┌─ Supplied data
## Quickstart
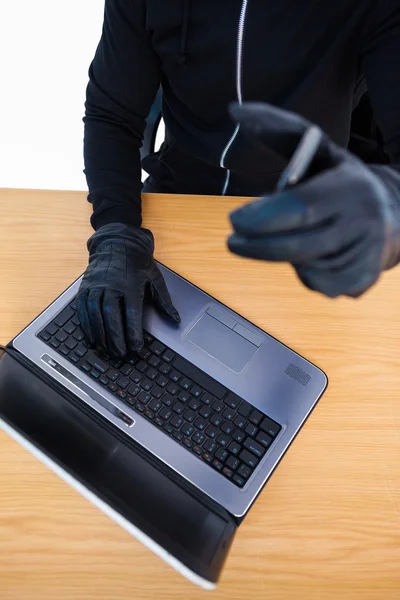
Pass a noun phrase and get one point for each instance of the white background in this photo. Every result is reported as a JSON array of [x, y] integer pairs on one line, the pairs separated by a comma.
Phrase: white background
[[46, 47]]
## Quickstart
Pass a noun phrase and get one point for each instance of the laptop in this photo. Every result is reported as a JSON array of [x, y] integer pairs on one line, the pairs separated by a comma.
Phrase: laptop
[[174, 443]]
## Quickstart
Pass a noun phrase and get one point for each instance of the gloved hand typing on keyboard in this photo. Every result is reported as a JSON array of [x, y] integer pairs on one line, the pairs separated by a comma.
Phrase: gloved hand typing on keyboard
[[110, 300]]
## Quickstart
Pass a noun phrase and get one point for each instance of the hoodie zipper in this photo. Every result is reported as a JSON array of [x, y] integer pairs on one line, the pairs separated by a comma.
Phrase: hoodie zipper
[[239, 70]]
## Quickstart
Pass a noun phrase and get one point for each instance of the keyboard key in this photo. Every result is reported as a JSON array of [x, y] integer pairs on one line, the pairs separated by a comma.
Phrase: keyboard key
[[168, 356], [264, 439], [187, 429], [61, 336], [227, 427], [52, 329], [196, 391], [209, 446], [202, 379], [232, 400], [205, 412], [123, 382], [176, 421], [216, 420], [168, 428], [134, 389], [69, 328], [207, 398], [200, 423], [71, 343], [232, 462], [126, 369], [190, 415], [198, 437], [254, 447], [234, 448], [146, 384], [149, 414], [78, 334], [81, 350], [218, 406], [186, 383], [239, 480], [144, 397], [141, 366], [248, 458], [255, 417], [251, 430], [135, 376], [173, 388], [157, 392], [165, 413], [178, 408], [162, 381], [157, 348], [194, 404], [151, 373], [155, 405], [221, 454], [174, 376], [164, 368], [227, 472], [184, 396], [168, 400], [64, 316], [154, 361], [223, 440], [144, 353], [240, 421], [207, 457], [228, 413], [270, 427], [244, 409], [212, 431], [244, 471]]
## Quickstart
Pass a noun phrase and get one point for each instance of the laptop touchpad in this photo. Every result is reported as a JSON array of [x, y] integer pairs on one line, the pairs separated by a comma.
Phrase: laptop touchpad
[[222, 342]]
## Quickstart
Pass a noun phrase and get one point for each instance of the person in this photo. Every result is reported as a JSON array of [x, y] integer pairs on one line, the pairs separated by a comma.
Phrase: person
[[241, 82]]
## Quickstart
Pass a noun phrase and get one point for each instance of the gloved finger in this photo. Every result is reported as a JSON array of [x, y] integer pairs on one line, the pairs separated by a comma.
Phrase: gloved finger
[[113, 318], [307, 205], [297, 247], [351, 282], [95, 310], [81, 307], [133, 311], [161, 295], [281, 130]]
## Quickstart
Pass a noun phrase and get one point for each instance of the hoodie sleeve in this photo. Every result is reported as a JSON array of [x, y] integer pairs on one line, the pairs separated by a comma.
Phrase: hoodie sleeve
[[124, 77]]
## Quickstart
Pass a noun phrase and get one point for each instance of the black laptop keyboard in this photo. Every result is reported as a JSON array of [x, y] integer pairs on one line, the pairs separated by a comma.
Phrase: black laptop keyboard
[[202, 415]]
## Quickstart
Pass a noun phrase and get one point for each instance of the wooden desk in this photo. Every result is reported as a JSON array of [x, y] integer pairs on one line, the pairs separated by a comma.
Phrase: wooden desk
[[327, 526]]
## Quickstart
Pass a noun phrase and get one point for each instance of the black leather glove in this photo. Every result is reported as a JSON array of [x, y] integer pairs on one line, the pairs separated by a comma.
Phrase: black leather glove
[[110, 298], [339, 228]]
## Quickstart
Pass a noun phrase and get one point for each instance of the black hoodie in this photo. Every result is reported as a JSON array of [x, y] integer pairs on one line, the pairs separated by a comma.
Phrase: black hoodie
[[314, 57]]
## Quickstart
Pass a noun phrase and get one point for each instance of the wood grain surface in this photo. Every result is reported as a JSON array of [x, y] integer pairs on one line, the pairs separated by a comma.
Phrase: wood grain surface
[[327, 525]]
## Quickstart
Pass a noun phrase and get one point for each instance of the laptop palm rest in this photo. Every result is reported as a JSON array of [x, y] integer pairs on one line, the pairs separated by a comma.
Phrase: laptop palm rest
[[221, 341]]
└─
# Exercise aim:
Express every line of the entries above as a Markdown table with the columns No. and Text, numbering each row and omitting blank lines. Exclude the pictures from the table.

# Result of this exercise:
| No. | Text |
|---|---|
| 1 | ## Quickstart |
| 2 | Pass a noun phrase and get one point for each instance of the white background in this photo. Every result is reported as a JSON array of [x, y] integer pairs on one line, the pairs separated by a comma. |
| 3 | Phrase: white background |
| 4 | [[46, 47]] |
| 5 | ## Quickstart |
| 6 | Pass a noun phrase and get one point for each instance of the laptop in this photo. Every result is reported as a JSON array of [x, y] integer pairs on one line, the pairs separated by a comma. |
| 7 | Phrase: laptop |
| 8 | [[174, 443]] |
| 9 | ## Quickstart |
| 10 | Pass a noun phrase and get one point for each instance of the gloved hand typing on keyboard in this photo. Every result is reported as a JSON array of [x, y] integer pairs on one line, the pairs separated by a comma. |
| 11 | Phrase: gloved hand typing on keyboard |
| 12 | [[110, 300]] |
| 13 | ## Quickstart |
| 14 | Pass a noun phrase and get one point for each instance of the hoodie zipper in this photo. Every result is reported as a JSON array of [x, y] integer pairs on one line, the pairs separated by a comma. |
| 15 | Phrase: hoodie zipper |
| 16 | [[239, 70]] |
| 17 | ## Quickstart |
| 18 | Pass a noun phrase and get one point for each instance of the keyboard key in this photo. Every result is reported as a JSON array of [x, y] integer pairs on one line, the pairs separated by a comma. |
| 19 | Phrase: keyboard key |
| 20 | [[168, 356], [264, 439], [187, 429], [61, 336], [227, 427], [52, 329], [196, 391], [209, 446], [202, 379], [232, 400], [205, 412], [123, 382], [176, 421], [216, 420], [168, 428], [134, 389], [69, 328], [207, 398], [200, 423], [71, 343], [232, 462], [126, 369], [190, 415], [198, 437], [254, 447], [234, 448], [146, 384], [149, 414], [78, 334], [81, 350], [218, 406], [186, 383], [239, 480], [144, 397], [141, 366], [248, 458], [255, 417], [251, 430], [135, 376], [173, 388], [157, 392], [165, 413], [178, 408], [162, 381], [157, 348], [194, 404], [151, 373], [155, 405], [221, 454], [174, 376], [164, 368], [227, 472], [184, 396], [168, 400], [64, 316], [154, 361], [223, 440], [144, 353], [240, 421], [207, 457], [228, 413], [270, 427], [244, 409], [212, 431], [244, 471]] |
| 21 | ## Quickstart |
| 22 | Pass a noun phrase and get one point for each instance of the laptop touchpad in this photo. Every result is reported as a JSON array of [x, y] integer pairs on one line, the pairs separated by a comma. |
| 23 | Phrase: laptop touchpad |
| 24 | [[222, 342]] |
| 25 | ## Quickstart |
| 26 | Pass a noun phrase and get one point for each instance of the person in this photo. Every result is reported as a JSON array of [x, y] integer pairs on one line, the pairs separated by a comma. |
| 27 | Phrase: person |
| 28 | [[241, 82]] |
| 29 | ## Quickstart |
| 30 | Pass a noun phrase and get one point for each instance of the gloved finger in this photo. Every result is reported as a JSON array of [x, y] integer pairs on one line, the pairs separated by a comma. |
| 31 | Phrase: gloved finger |
| 32 | [[113, 318], [307, 205], [297, 247], [351, 282], [95, 310], [81, 307], [133, 311], [161, 295], [281, 130]] |
| 33 | ## Quickstart |
| 34 | Pass a noun phrase and get one point for each instance of the hoodie sleeve in this photo. Every result is reported as a JSON array of [x, y] integer pairs on one line, the pairs separated by a comma. |
| 35 | Phrase: hoodie sleeve |
| 36 | [[124, 77]] |
| 37 | ## Quickstart |
| 38 | Pass a noun phrase and get one point for each instance of the black laptop keyboard in this photo. Every result is reported as a JSON array of [x, y] integer pairs on one line, the pairs separated by a comma. |
| 39 | Phrase: black laptop keyboard |
| 40 | [[202, 415]] |
| 41 | ## Quickstart |
| 42 | Pass a noun phrase and get one point for each instance of the wooden desk in this photo. Every result is reported as a JSON array of [x, y] integer pairs on one line, the pairs separated by a comma. |
| 43 | Phrase: wooden desk |
| 44 | [[327, 526]] |
| 45 | ## Quickstart |
| 46 | Pass a noun phrase and get one point for each instance of the black leather glove in this photo. Every result is reported as a JSON array of [x, y] integer pairs on one line, the pairs separated by a comma. |
| 47 | Phrase: black leather glove |
| 48 | [[110, 298], [339, 228]] |
| 49 | ## Quickstart |
| 50 | Pass a noun phrase and get one point for each instance of the black hoodie in this photo. Every result is reported as a JSON array of [x, y] integer pairs on one line, the pairs separated by a comma. |
| 51 | Phrase: black hoodie |
| 52 | [[314, 57]] |
| 53 | ## Quickstart |
| 54 | Pass a noun phrase and get one point for each instance of the wood grain surface in this photo. Every result is reported as a JSON array of [x, y] integer pairs on one line, the pairs separated by a comma. |
| 55 | Phrase: wood grain surface |
| 56 | [[327, 525]] |
| 57 | ## Quickstart |
| 58 | Pass a noun phrase and get one point for each instance of the laptop palm rest in this photo. Every result is reported as a JSON array of [x, y] integer pairs on one line, the pairs separated by a comma. |
| 59 | Phrase: laptop palm rest |
| 60 | [[221, 341]] |